In 1994 my oldest son, Shawn Colin Bailey II was born, in 1996 my younger son, Josiah David was born and then, in 1997 my daughter Kiersten Joelle arrived. The doctors said she was going to be deformed but she was perfect. We were blessed to have her. On October 21, 1999 my daughter drowned while in the care of a babysitter. There is a really long testimony of God's grace in this tragedy, but for this space I will sum it up this way, "Jesus is the only reason that we have gotten through this last year." My daughter was the most beautiful girl in the world and she meant the world to all of us, but now we look forward to that day when all our tears will be wiped away and we will be reunited with her.

## PROBLEMS AND TASKS
A. Decide whether each statement below agrees with the passage about the family's three children. Answer yes or no for each, and quote the deciding words of the passage.
(i) The younger son was born in 1996.
(ii) The doctors expected the daughter to be born healthy.
(iii) The daughter drowned while a babysitter was caring for her.
B. Write the next few sentences of the passage about the family's three children, continuing after its final sentence.

Some records
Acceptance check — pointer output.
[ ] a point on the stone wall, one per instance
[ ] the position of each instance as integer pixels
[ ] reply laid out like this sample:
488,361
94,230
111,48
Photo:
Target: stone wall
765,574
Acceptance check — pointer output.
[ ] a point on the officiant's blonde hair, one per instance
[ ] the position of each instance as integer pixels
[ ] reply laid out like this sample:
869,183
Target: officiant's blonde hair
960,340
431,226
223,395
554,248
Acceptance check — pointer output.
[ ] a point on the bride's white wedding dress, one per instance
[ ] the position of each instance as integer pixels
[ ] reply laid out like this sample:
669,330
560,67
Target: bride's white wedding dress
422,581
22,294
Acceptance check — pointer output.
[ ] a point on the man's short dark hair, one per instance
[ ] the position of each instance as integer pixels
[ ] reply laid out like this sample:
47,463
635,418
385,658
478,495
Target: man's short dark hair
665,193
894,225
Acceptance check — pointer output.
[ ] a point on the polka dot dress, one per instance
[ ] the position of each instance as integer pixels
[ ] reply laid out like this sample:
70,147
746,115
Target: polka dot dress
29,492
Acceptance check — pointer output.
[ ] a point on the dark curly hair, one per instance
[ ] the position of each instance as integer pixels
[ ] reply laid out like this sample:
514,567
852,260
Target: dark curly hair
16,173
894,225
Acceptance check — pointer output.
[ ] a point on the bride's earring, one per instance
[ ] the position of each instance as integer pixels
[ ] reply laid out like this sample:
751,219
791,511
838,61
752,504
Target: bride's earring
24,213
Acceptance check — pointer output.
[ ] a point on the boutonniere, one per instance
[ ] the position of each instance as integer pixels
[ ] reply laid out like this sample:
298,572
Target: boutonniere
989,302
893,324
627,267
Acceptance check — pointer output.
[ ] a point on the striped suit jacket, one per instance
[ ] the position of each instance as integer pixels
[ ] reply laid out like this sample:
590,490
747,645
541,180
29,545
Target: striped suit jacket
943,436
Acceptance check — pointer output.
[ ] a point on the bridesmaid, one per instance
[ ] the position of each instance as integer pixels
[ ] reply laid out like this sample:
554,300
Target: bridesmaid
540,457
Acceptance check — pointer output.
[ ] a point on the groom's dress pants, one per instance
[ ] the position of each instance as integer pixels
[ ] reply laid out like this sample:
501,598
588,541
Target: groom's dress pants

## SOLVED TASKS
A.
(i) Yes: "in 1996 my younger son, Josiah David was born"
(ii) No: "The doctors said she was going to be deformed"
(iii) Yes: "On October 21, 1999 my daughter drowned while in the care of a babysitter"

B.
In closing, I have been through most of the heartache this world has to offer. Jesus has brought me safe to this point. For those who read this and don't know Him, I have a question, "Are you nuts?" This world is hard enough with Him, but on your own? Everyone is going to acknowledge that Jesus is Lord, you can do it now and be on His side or you can wait until you have no choice and spend an eternity separated from God in the Smoking section of the afterlife. Make a wise choice and ask Him to be your Lord.

Feel free to E-mail me anytime with your questions or comments. I want to see you establish a firm foundation in Jesus Christ. I want to help you grow in the Lord and in the power of His might. I make myself available to you please drop me an e-mail ...

Taste and see that the Lord is good! He is the strength of my life.
He is my peace. He is my joy. He is my all in all!
Come to Jesus. He's all you need!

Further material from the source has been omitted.